[SOURCE MATERIAL — start]

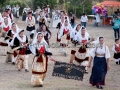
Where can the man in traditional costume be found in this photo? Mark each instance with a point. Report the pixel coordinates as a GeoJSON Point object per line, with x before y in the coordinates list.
{"type": "Point", "coordinates": [46, 32]}
{"type": "Point", "coordinates": [101, 63]}
{"type": "Point", "coordinates": [24, 14]}
{"type": "Point", "coordinates": [39, 48]}
{"type": "Point", "coordinates": [30, 21]}
{"type": "Point", "coordinates": [64, 35]}
{"type": "Point", "coordinates": [41, 18]}
{"type": "Point", "coordinates": [20, 43]}
{"type": "Point", "coordinates": [81, 56]}
{"type": "Point", "coordinates": [10, 35]}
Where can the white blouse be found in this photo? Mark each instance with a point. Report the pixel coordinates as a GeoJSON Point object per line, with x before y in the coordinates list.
{"type": "Point", "coordinates": [113, 48]}
{"type": "Point", "coordinates": [99, 50]}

[SOURCE MATERIAL — finish]

◆ **WHAT YOU NEED TO DO**: What is needed is an exact copy of the lines from the one containing "Where can the white" through the last line of the records above, both included.

◆ **ANSWER FOR THE TASK**:
Where can the white blouse be found in this photo? Mark each instance with a point. Report the pixel coordinates as a GeoJSON Point object per line, with x before y in the coordinates list.
{"type": "Point", "coordinates": [113, 48]}
{"type": "Point", "coordinates": [99, 50]}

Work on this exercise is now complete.